### TRY IT
Any image in the records should be left out; output everything else exactly.

+-------+

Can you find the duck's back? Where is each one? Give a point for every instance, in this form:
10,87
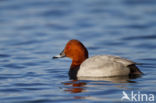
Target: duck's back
105,66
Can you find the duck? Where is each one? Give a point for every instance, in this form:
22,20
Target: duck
95,66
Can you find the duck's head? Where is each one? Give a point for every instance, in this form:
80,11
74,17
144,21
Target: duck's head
75,50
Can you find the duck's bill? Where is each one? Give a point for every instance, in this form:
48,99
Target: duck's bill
61,55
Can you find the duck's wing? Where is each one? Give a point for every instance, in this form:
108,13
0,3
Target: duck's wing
134,70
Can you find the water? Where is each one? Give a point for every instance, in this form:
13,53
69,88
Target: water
32,31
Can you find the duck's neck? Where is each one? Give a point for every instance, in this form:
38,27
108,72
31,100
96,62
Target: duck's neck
74,68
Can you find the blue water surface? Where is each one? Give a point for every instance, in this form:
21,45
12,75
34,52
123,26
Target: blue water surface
32,31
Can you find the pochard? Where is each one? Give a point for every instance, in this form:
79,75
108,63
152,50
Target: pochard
96,66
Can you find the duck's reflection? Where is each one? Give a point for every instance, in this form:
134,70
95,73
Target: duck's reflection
78,86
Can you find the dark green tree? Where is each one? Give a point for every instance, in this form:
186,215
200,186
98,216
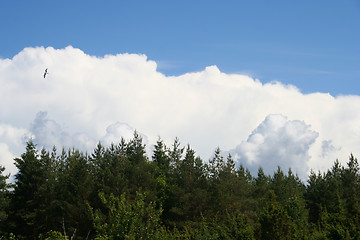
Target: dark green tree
4,198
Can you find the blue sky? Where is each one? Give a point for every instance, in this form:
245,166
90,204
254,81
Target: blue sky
314,45
184,69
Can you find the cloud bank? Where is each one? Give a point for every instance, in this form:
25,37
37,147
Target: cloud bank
85,99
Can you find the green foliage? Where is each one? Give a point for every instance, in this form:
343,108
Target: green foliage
118,193
127,220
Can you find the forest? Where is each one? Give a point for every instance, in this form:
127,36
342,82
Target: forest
118,192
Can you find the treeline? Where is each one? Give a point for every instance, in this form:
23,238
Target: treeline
117,192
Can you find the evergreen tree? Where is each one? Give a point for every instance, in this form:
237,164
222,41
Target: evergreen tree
4,198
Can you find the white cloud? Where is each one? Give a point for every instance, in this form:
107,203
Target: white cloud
86,99
278,141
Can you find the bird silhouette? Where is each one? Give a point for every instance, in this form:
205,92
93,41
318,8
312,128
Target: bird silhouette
45,73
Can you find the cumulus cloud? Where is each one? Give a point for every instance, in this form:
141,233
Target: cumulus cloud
278,141
85,99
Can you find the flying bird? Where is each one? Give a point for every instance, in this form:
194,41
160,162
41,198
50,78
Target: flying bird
45,73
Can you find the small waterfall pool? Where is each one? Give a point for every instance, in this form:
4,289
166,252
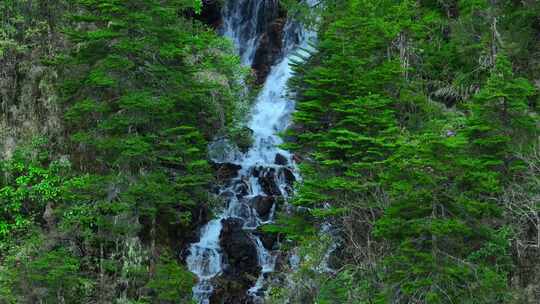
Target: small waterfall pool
264,171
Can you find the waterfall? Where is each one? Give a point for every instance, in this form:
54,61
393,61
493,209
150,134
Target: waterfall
265,171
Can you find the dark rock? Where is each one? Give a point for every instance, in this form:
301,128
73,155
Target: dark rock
227,171
281,160
267,239
263,205
241,189
297,158
238,248
242,267
288,176
267,180
211,14
269,49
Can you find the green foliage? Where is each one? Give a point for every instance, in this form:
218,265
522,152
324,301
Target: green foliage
172,282
412,183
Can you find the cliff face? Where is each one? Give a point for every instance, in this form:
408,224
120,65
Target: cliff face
28,101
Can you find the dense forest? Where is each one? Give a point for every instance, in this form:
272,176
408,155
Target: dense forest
415,143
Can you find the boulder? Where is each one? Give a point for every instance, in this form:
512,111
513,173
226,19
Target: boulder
280,160
263,205
267,180
241,264
288,175
227,171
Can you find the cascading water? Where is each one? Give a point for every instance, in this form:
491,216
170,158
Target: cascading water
265,171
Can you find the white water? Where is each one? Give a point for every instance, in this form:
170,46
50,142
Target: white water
243,24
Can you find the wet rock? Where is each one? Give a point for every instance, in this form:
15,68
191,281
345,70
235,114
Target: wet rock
288,175
242,267
267,239
281,160
241,189
211,13
269,49
263,205
238,248
267,180
227,171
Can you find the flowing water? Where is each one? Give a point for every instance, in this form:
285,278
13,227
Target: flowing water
265,170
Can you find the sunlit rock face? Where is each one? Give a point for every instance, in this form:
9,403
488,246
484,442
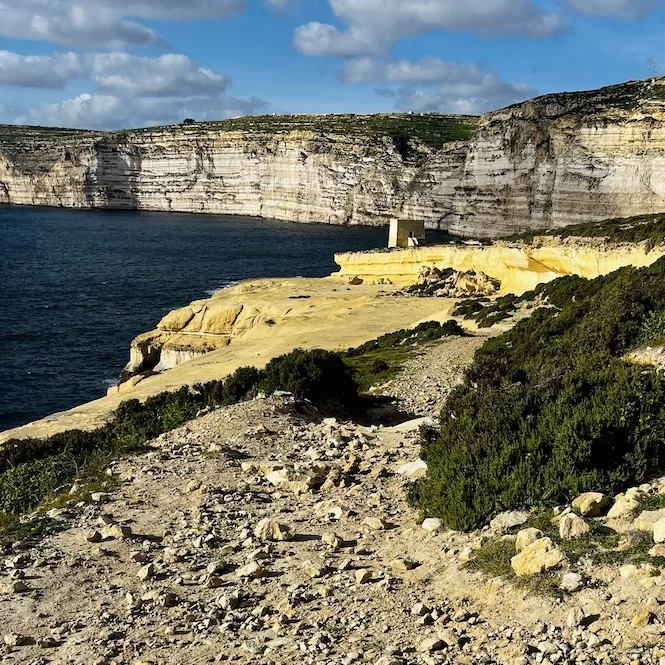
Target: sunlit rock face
557,160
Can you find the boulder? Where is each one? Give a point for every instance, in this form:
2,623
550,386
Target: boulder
509,520
269,530
572,526
592,504
647,520
538,557
624,506
526,537
416,469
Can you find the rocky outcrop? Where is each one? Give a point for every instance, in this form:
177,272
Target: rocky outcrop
333,169
550,162
518,266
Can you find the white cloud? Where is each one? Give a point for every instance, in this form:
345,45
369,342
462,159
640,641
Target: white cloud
128,75
39,71
627,9
444,86
372,26
120,74
102,23
111,112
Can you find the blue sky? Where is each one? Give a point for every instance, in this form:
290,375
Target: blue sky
120,63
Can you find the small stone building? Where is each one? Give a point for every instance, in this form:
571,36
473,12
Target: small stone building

+-------+

### SOLUTION FOR THIS EXERCISE
Can you find the duck's back? Where is each one? Give a point for every instance, in this form:
10,87
Target: duck's back
105,66
Can you find the duck? Where is each one? Give a point for every instance, in this form:
22,20
Target: duck
95,66
Can you find the duck's head? Where is each one? Give a point for every instance, in this form:
80,11
74,17
144,21
Target: duck's head
75,50
Can you find the duck's bill? Where is each one? Give a point for every instance, in this form:
48,99
Target: duck's bill
61,55
Can you find the duck's wing? Where is each one? Give a point for every instance, in this form:
108,13
0,3
Target: duck's wing
134,70
Can you find the water? Where is each one? Give a point for every instance, in this form:
13,53
69,88
Target: water
32,31
Can you find the duck's neck? Where is each one? Give a point for every instance, in this form:
38,27
108,72
31,100
96,62
Target: duck's neck
74,68
Can you find the blue water surface? Where is each one? Give a point for every instance, in this form:
21,45
12,75
34,52
123,26
Target: blue water surface
32,31
Can you find the pochard? Where is each one? Give a point for every instance, in this form:
79,75
108,63
152,50
Target: pochard
96,66
Can you find the duck's reflection? Where is each one? Give a point for every instance, in this form:
134,70
95,73
Target: duck's reflection
78,86
Can you find the dark green tree? Where is each one? Give a point for every instance, in this form:
186,215
200,186
98,216
Target: dark green tree
4,198
Can you find the blue sky? Where is each one? Give a point for every instance, in this form:
245,166
90,204
254,81
Target: blue sky
314,45
184,69
Can you find the cloud bank? Where is each one? Give a point for every instance, in this form:
25,37
37,147
Target: cloud bank
85,99
Can you find the green foliage? Where is each one? Give a point for every instance, in this form:
343,108
Target: green foliage
118,193
127,220
Can you find the forest? Where is each one? Give a point for every instance, in this form:
127,36
342,82
Target: forest
118,192
Can you find the treeline? Where is each one? Give a point for every instance, in this form:
23,238
Target: treeline
117,192
Can you find the evergreen tree? Where is each one? Give a point for every instance, in this form:
237,164
222,41
Target: evergreen tree
4,198
Can you find the white cloud? Where is each one? Give a point for every instance, in this form:
107,203
Target: white cloud
86,99
278,141
Can you find the bird silhouette? Where is each one? Give a point for every instance, in this form:
205,92
93,41
318,8
312,128
Target: bird silhouette
45,73
Can you find the cumulus cloud? Where is each one? Give a point for every instance, in this form:
141,233
Target: cumulus cloud
278,141
85,99
Can you find the flying bird? Where is each one? Give a point for every instance, in this form:
194,41
160,162
41,198
50,78
Target: flying bird
45,73
Can you find the small waterfall pool? Where is each one? Give a point for every instance, in this form:
4,289
166,252
Target: small waterfall pool
264,171
Can you find the waterfall? Where is each one? Give a point for every instance, in this form:
54,61
393,61
493,209
150,134
Target: waterfall
265,171
Can you find the dark rock? Where is each one? Give a point for every instance, in this form:
301,128
73,155
Target: dark rock
227,171
281,160
267,239
263,205
241,189
297,158
238,248
242,267
288,176
267,180
211,14
269,49
Can you find the green foliage? Where is each one? Give a point for every instance, in this form:
218,265
522,152
324,301
Target: green foliage
172,282
412,183
Can you find the cliff face? Where is each one? Give a point for every instance, in this form:
408,224
120,65
Target: cliff face
28,101
Can you find the dense forest? Where is each one? Give a point for every instance, in this form:
272,176
408,155
Target: dense forest
415,143
Can you find the boulder? Where is each one? Give a point for every instance, in this form:
512,111
513,173
226,19
Target: boulder
280,160
263,205
267,180
241,264
288,175
227,171
Can you find the cascading water? Where is each one? Give a point for every instance, in this form:
491,216
170,158
Target: cascading water
265,171
Can you find the white water? Where is each one? Give a point for every instance, in this form:
170,46
50,142
Target: white water
243,24
Can you find the wet rock? Where is each one? Give a point for every instance, in this form:
15,68
191,281
345,70
235,114
Target: wet rock
288,175
242,267
267,239
281,160
241,189
211,13
269,49
263,205
238,248
267,180
227,171
Can you find the flowing water? Where is each one? Give a point for every instance, in this form:
285,278
13,227
Target: flowing water
265,170
Can you find the sunlit rock face? Where is each one? Give a point for every instance, in this form:
9,403
488,246
484,442
Target: sunlit rock face
557,160
Can you find the boulder? Where is each one? Give a point for every instance, in this form:
2,623
550,386
Target: boulder
509,520
269,530
572,526
592,504
647,520
538,557
624,506
526,537
416,469
Can you find the rocky outcrop? Where is each one? Give a point for every instance, in this form:
177,272
Target: rocky outcrop
333,169
550,162
518,266
Can you find the white cloud? Where is each one? Give a point for every instance, in this form:
345,45
369,342
462,159
640,641
Target: white cloud
128,75
39,71
627,9
444,86
372,26
120,74
102,23
111,112
Can you find the blue sky? Where is each one? Give a point for every instance, in this form:
290,375
Target: blue sky
120,63
Can you find the small stone building? Where is each one? Give a point for every instance, in this form:
571,36
473,12
Target: small stone building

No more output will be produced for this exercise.